Copy out again, unchanged, the listing below from the line that has "Field-scouting task: mark every instance of the distant" through the line that has "Field-scouting task: mark every instance of the beach".

Start of Block

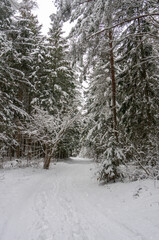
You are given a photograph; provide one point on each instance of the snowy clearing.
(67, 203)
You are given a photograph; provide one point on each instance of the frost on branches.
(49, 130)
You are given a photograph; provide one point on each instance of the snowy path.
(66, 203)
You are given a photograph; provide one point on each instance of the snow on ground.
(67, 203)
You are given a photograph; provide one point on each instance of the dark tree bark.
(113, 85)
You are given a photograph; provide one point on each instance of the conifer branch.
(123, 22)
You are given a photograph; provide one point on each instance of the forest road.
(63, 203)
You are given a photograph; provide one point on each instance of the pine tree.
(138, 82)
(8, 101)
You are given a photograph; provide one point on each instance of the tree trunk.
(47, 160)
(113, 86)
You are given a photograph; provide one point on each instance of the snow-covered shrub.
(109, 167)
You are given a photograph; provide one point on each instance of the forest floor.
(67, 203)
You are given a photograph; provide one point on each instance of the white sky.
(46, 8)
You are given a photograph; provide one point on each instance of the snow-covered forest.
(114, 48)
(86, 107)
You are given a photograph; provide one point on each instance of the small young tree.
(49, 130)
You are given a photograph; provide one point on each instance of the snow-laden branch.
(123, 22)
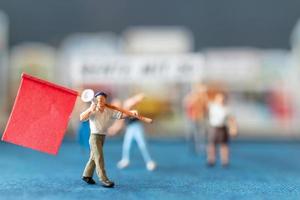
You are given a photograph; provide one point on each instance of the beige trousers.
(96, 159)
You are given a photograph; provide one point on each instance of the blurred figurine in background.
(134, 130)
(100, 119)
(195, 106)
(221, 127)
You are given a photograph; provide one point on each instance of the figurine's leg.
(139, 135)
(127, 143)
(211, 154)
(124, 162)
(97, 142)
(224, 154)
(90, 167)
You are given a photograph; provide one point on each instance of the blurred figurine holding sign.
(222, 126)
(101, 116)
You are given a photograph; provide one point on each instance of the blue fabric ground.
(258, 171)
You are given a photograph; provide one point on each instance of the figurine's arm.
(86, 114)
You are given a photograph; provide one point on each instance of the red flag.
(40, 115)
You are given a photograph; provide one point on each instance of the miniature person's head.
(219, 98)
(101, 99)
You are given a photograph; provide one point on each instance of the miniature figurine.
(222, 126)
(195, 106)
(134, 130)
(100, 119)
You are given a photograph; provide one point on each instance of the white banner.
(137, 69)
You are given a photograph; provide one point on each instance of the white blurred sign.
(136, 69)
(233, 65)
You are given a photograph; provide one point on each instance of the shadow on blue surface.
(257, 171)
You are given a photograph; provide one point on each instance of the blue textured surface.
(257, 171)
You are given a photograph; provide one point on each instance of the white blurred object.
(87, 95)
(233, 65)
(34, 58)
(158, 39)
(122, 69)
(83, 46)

End of Block
Start of Block

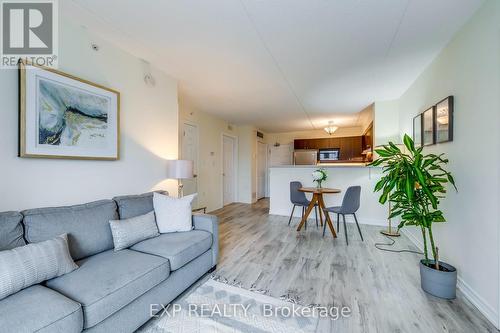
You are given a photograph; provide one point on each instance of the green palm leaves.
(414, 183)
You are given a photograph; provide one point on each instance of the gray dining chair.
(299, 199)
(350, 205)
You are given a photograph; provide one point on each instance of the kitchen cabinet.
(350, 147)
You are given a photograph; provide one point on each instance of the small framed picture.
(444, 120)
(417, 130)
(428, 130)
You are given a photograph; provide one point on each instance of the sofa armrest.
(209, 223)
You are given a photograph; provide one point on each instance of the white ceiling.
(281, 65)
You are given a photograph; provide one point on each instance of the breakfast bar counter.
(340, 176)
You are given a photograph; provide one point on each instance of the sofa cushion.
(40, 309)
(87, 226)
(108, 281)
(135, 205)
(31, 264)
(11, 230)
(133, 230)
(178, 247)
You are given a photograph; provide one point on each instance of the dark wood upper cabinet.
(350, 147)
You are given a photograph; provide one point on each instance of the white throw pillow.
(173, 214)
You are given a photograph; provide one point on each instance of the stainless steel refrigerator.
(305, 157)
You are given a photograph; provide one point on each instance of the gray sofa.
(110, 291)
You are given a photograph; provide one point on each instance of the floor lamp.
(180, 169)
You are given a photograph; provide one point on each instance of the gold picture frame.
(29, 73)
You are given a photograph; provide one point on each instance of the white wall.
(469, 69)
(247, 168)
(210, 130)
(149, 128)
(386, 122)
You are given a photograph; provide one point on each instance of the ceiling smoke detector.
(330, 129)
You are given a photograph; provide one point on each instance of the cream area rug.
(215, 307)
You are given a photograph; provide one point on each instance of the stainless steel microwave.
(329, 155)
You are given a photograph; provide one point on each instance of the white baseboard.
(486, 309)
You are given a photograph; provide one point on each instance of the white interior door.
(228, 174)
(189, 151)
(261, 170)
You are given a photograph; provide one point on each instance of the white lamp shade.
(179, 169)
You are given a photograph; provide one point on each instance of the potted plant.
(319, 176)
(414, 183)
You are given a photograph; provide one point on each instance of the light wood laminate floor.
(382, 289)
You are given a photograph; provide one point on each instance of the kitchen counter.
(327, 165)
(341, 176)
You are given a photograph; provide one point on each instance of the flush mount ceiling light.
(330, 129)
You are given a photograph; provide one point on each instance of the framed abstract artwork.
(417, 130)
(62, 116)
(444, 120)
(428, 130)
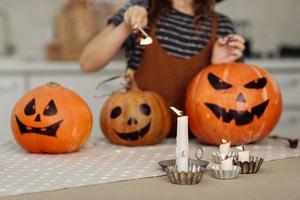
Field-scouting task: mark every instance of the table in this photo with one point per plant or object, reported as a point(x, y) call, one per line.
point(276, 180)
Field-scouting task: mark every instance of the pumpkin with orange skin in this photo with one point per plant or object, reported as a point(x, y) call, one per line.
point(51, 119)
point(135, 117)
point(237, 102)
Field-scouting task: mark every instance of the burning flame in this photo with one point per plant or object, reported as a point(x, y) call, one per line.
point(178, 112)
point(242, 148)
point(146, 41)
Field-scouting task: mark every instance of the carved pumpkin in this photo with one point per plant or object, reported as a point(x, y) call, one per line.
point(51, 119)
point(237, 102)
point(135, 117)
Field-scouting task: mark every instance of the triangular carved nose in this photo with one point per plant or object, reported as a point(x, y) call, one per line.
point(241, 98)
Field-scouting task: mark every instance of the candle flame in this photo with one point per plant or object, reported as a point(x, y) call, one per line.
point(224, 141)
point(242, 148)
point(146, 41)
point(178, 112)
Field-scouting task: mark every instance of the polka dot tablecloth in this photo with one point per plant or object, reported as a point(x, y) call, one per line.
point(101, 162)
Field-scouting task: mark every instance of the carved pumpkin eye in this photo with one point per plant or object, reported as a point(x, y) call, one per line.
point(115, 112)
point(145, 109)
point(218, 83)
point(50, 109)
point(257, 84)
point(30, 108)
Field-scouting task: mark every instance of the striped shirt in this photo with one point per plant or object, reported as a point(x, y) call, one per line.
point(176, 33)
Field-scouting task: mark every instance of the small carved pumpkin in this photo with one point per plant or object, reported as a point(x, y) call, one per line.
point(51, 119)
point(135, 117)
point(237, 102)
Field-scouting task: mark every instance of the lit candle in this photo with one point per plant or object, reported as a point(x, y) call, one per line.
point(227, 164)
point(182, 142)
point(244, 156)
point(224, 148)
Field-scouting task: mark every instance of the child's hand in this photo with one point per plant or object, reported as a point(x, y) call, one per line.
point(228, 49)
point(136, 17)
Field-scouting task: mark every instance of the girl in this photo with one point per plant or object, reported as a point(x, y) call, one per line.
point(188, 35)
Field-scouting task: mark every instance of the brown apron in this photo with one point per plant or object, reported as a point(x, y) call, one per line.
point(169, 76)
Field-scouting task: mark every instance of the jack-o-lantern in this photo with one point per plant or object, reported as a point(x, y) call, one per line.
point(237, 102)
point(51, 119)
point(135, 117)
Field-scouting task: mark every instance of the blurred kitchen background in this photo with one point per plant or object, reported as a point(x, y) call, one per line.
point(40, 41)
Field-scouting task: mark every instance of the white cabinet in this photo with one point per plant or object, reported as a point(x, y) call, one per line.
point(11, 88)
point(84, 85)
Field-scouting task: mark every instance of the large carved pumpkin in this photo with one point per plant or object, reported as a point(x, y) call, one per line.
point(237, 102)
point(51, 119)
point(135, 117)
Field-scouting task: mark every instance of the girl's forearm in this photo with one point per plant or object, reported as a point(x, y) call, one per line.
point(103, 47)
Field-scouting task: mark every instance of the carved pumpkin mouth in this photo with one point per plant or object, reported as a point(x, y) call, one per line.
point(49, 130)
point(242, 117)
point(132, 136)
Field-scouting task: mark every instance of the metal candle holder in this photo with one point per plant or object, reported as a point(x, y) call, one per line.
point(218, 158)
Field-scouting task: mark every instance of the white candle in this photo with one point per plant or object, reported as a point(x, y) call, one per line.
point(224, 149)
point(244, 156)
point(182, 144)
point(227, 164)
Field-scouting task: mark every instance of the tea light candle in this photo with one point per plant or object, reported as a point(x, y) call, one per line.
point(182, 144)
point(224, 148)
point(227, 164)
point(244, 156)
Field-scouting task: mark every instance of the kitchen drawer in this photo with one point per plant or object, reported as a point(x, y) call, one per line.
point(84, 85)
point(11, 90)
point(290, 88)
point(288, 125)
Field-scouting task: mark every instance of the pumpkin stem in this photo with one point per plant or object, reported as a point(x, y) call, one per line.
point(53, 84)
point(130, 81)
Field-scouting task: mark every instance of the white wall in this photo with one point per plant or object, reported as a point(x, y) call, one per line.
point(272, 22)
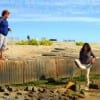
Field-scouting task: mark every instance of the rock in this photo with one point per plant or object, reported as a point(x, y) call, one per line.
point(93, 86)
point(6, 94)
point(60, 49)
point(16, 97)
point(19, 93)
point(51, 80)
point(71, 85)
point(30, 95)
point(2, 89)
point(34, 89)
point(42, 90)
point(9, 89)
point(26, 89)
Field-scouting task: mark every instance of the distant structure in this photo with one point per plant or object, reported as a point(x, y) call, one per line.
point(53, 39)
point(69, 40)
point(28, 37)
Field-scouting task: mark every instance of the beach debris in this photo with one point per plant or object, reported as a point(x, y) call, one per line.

End of Block
Start of Block

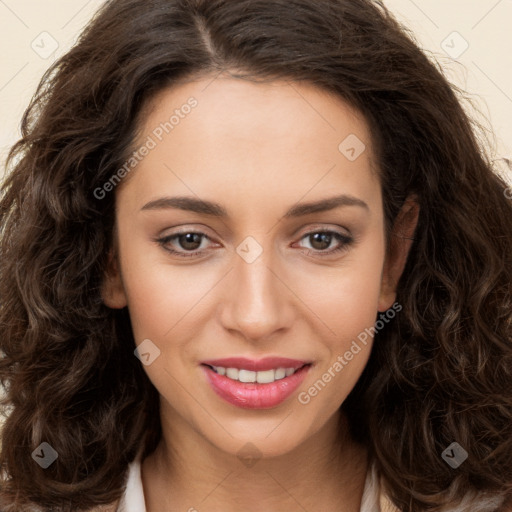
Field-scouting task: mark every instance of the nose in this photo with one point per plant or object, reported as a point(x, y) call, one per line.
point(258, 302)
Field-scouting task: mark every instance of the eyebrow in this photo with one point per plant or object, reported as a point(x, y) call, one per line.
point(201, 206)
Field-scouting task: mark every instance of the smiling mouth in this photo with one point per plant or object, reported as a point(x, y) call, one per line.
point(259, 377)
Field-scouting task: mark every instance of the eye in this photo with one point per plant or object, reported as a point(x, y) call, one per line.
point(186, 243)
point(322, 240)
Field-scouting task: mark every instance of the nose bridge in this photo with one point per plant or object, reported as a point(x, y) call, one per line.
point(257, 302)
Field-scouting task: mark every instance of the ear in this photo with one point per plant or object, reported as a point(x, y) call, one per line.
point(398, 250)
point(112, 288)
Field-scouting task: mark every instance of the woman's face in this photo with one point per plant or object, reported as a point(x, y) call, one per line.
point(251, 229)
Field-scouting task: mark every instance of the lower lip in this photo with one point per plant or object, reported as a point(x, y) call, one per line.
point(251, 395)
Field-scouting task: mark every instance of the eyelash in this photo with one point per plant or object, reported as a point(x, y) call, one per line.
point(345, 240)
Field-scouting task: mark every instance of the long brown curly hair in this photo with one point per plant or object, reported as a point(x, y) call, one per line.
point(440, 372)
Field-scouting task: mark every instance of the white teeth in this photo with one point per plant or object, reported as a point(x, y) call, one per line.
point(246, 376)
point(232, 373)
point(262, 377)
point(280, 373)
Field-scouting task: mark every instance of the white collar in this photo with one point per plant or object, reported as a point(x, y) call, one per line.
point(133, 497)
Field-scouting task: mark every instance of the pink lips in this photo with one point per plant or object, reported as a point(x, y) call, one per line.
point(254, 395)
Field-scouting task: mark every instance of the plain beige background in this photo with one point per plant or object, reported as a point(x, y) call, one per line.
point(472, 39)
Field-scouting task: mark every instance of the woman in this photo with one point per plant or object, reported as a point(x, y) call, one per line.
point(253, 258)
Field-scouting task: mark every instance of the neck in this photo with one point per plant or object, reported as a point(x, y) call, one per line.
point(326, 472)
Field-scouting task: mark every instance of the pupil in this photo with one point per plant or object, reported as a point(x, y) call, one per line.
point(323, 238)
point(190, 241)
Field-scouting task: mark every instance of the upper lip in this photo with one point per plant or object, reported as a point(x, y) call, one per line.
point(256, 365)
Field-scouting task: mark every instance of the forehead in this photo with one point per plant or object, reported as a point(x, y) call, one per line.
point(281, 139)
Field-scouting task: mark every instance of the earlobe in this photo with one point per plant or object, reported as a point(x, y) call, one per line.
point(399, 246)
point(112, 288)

End of Block

*SOLUTION FOR THIS EXERCISE*:
Field-scouting task: mark every instance of the distant structure in this photo with one point per plant or object, reported as a point(x, y) call, one per line.
point(53, 39)
point(69, 40)
point(28, 37)
Field-scouting task: mark every instance of the beach debris in this photo with one point per plant or object, reported as a point(x, y) call, one per line.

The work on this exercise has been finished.